--- GIVEN TEXT ---

But integrating into global value chains was only the first step. What transformed Shenzhen from a low-cost workshop into a global tech powerhouse was its steady commitment to market-based reforms and rule-based institutions.
For 45 years, Shenzhen empowered its enterprises, not by shielding them from competition, but by exposing them to it. Markets weren't seen as a threat to policy, but as a vehicle for reform. Many of the early assembly-line enterprises moved up the ladder: from original equipment manufacturer to research and development, from anonymous factories to global brands.
Electronics manufacturing, because of Shenzhen's modularity and ease of relocation, clustered quickly in the city. This gave rise to an ecosystem that nurtured giant enterprises such as Huawei and ZTE. Other firms, like BYD and DJI, pivoted their core technologies — batteries, sensors, control systems — into sectors as diverse as electric vehicles (EVs), medical devices and drones.
It was a kind of industrial evolution by natural selection, but with a twist. The government established the initial rules of the game, but the market decided the winners.
Markets, however, can stall. And when they do, governments must act, not as dominating entities, but as guides. Shenzhen never mistook momentum for inevitability. In the 1990s, when it seemed the "three-plus-one" model had run its course, the city pivoted to cultivating private tech firms, building R&D parks, and promoting innovation. In the 2000s, it broadened that approach — offering incubators, improving intellectual property rights protection, and building regional innovation ecosystems.
By the 2010s, amid rising global tensions and tech restrictions by some economies, Shenzhen doubled down on resilience, strengthening the rule of law, fostering an open business environment, and promoting homegrown innovation. Innovation wasn't just about patents; it was about survival.
Consider this number. In 2024, Shenzhen produced nearly 2.94 million EVs — more than any other Chinese city. Not bad for a place that didn't make cars at all in the past.
The secret? Timing and trust in the market.
More than a decade ago, Shenzhen embraced the green transition early, backing pioneering EV companies such as BYD and Wuzhoulong. It electrified public transport fleets — buses, taxis — before electrification became fashionable. And it built entire industrial bases around EVs, not by picking winners, but by letting market signals drive scale.
By 2017, Shenzhen had become the world's first city to fully electrify its bus system. In 2024, EVs made up 76.9 percent of all new vehicle sales in the city. Shenzhen didn't just catch the EV wave — it helped create it.

---

→ ACTIVITY
According to the passage on Shenzhen, what share of all new vehicle sales in the city did EVs make up in 2024? These items were taken from a separate source.

--- MATERIAL SUPPLIED ---

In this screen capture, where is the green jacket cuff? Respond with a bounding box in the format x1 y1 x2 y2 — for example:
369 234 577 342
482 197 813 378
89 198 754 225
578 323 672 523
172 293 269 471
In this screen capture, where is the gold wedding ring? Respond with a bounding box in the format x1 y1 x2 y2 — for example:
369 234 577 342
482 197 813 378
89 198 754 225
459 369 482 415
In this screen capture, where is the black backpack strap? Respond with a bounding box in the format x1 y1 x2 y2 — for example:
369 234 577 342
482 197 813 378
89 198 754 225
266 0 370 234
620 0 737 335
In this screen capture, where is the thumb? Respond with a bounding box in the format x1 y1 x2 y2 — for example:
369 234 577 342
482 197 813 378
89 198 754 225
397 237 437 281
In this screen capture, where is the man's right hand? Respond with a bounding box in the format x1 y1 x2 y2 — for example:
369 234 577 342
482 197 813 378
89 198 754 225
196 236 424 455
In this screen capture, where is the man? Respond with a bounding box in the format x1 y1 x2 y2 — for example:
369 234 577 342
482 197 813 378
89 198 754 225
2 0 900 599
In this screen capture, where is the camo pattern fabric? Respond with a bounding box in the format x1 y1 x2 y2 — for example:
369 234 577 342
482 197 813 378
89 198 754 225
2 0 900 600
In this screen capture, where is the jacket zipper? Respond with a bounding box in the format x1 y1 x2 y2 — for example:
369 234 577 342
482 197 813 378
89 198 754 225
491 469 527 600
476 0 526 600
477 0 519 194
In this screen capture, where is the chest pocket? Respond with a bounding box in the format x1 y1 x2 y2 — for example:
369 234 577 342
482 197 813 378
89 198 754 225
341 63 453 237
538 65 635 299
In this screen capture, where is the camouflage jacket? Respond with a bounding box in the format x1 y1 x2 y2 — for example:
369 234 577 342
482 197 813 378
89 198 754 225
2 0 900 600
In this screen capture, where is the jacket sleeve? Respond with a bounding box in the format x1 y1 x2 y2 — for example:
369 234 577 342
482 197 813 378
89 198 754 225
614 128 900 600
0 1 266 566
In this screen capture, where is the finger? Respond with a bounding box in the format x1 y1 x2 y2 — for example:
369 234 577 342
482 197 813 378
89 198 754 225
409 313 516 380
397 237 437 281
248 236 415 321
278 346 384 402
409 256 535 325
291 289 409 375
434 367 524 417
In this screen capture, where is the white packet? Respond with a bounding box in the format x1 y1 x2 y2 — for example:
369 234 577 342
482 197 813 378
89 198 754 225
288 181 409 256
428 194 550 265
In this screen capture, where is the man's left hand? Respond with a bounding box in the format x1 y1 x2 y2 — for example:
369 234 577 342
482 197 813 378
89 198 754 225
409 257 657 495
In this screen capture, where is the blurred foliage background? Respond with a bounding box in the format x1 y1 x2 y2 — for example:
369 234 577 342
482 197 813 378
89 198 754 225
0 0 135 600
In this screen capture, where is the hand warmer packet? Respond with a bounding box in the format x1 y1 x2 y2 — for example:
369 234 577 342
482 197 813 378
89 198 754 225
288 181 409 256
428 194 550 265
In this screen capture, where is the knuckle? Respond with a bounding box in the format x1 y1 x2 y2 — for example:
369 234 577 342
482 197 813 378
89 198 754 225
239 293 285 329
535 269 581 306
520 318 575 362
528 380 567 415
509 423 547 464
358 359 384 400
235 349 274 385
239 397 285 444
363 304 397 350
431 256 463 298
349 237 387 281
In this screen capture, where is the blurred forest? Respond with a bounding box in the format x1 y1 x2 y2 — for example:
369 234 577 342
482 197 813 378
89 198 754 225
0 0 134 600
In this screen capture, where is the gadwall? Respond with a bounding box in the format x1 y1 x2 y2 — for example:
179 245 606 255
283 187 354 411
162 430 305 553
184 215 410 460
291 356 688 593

---

→ ANSWER BOX
76.9 percent.